Texte à lire:
Le Pont

La liberté d’opinion est une farce si l’information sur les faits n’est pas garantie. – Hannah Arendt

Nouvelle organisation de la filière nucléaire : faire de la responsabilité un principe fondateur

La maîtrise de l’immense potentiel de l’énergie nucléaire constitue l’aboutissement d’un long processus de transfert de connaissances de la sphère scientifique vers le secteur industriel, susceptible d’être analysé comme un exemple emblématique de politiques publiques réussies. Fondée sur des découvertes scientifiques majeures réalisées au cours de la première moitié du XXᵉ siècle, son industrialisation prit son essor avec le dépôt de trois brevets en 1939 par l’équipe de Joliot-Curie, issue de la recherche publique. Ce développement fut ensuite soutenu de manière constante par la puissance publique, avant d’être partiellement compromis sous l’effet de contraintes européennes, appuyées par des gouvernements dépourvus de vision stratégique.

 

À la sortie de la Seconde Guerre mondiale, la recherche scientifique en France est reconnue comme excellente, mais l’appareil industriel ne suit pas. Pour remédier à ce déséquilibre, une organisation étatico-industrielle est mise en place, accompagnée d’un effort de formation visant à diffuser les compétences scientifiques vers le monde des ingénieurs. Cette démarche repose sur une conviction forte : tirer parti des progrès de la science pour moderniser l’industrie française. Le résultat permis à la France de développer un système électrique parmi les plus performants du monde, un modèle intégré, alliant vision industrielle, maîtrise publique, service de l’intérêt général et garantissant une électricité abondante, décarbonée et bon marché.

Données enregistrées:

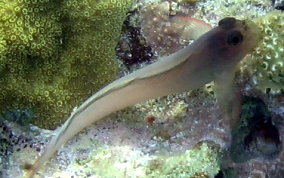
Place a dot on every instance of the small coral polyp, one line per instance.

Consignes de l'exercice:
1) Selon le texte sur la filière nucléaire, en quelle année l'équipe de Joliot-Curie a-t-elle déposé trois brevets ?
2) Rédigez la suite du texte sur la filière nucléaire en partant de sa dernière phrase.

Corrigé:
1) En 1939.

2)
Dans ce contexte, le rôle de l’État s’est affirmé alors avec clarté : s’inscrire dans une vision de long terme. L’État devint ainsi un acteur central de l’investissement, du débat démocratique, de l’information et de la formation des citoyens, tout en assurant la mise en place des normes et des contrôles nécessaires. L’ensemble des ministères impliqués réunissait des personnels hautement qualifiés, bénéficiant d’une formation scientifique rigoureuse, dont les missions, clairement définies et étroitement coordonnées, reflétaient une compréhension fine des enjeux stratégiques liés à la maîtrise de l’énergie nucléaire, ainsi qu’une capacité affirmée à inscrire leur action dans une approche systémique.

Puis une nouvelle époque a vu le jour, où l’individualisme devint la norme et le principe de précaution tellement central, que l’industrie en fut ralentie au point de négliger son avenir. Sous l’impulsion de directives européennes et de partis politiques sans vergogne, le débat public se focalisa sur les risques engendrés par les activités humaines considérés comme inadmissibles. La traque du risque zéro et l’éradication de toute incertitude se sont érigées en cause militante, jetant l’opprobre sur le progrès scientifique. Les démocraties firent de la protection des populations un leitmotiv, en multipliant les structures de prospective, de prévention, de contrôle et de sécurité.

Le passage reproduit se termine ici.